What you will do
Copy out, word for word, the lines of the listing below, starting at the line containing "Each instance of the woman's smiling" and ending at the line containing "[(404, 60), (404, 28)]".

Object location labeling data
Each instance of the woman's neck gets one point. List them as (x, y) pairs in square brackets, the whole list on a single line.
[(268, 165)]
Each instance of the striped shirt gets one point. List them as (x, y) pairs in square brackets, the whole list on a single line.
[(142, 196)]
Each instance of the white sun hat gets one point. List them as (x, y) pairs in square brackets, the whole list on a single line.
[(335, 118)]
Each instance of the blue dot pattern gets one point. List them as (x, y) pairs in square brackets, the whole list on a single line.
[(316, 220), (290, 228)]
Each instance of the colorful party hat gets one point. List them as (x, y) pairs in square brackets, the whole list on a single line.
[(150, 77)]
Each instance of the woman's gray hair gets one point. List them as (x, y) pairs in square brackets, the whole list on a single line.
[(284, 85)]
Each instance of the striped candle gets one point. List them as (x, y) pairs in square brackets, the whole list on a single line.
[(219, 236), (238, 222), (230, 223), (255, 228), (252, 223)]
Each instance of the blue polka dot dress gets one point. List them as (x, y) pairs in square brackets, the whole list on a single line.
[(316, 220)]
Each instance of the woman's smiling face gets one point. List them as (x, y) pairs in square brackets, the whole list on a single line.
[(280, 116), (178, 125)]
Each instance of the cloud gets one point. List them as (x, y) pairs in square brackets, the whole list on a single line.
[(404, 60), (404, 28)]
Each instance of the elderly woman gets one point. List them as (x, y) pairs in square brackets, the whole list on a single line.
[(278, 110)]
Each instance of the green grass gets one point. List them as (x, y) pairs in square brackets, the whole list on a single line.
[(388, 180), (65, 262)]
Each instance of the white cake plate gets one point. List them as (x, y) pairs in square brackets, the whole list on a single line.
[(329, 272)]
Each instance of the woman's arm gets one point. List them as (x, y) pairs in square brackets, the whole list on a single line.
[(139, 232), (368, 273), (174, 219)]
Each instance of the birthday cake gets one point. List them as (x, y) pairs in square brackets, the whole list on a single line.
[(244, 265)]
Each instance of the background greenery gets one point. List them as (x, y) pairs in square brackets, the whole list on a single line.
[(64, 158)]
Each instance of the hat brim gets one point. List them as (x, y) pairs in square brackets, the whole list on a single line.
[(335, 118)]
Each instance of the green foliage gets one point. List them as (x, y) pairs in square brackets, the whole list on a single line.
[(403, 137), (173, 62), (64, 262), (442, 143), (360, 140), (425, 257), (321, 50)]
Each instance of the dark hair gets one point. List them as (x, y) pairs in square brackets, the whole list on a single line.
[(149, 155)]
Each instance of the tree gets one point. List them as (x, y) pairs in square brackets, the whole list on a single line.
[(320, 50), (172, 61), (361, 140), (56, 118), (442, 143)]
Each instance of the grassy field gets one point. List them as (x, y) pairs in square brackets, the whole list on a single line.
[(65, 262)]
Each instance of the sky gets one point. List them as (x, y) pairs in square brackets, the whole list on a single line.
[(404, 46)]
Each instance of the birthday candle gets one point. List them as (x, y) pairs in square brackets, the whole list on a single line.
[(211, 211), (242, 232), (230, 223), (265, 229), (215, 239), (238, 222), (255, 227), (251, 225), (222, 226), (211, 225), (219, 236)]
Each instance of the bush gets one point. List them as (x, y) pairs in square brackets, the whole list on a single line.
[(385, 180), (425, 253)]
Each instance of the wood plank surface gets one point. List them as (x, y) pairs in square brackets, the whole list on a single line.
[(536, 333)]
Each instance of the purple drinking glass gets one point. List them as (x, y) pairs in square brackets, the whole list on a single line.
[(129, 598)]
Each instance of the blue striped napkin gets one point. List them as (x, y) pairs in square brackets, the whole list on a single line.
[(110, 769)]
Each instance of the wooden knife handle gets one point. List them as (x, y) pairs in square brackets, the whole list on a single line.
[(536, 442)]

The solution
Each instance of the woman's smiling face gets one point. List them as (x, y) pairs in square brackets, the whole list on a single line.
[(280, 116), (178, 125)]
Each instance of the cloud gets one point. List them as (x, y) pairs in square brackets, the whole list on a single line.
[(404, 60), (404, 28)]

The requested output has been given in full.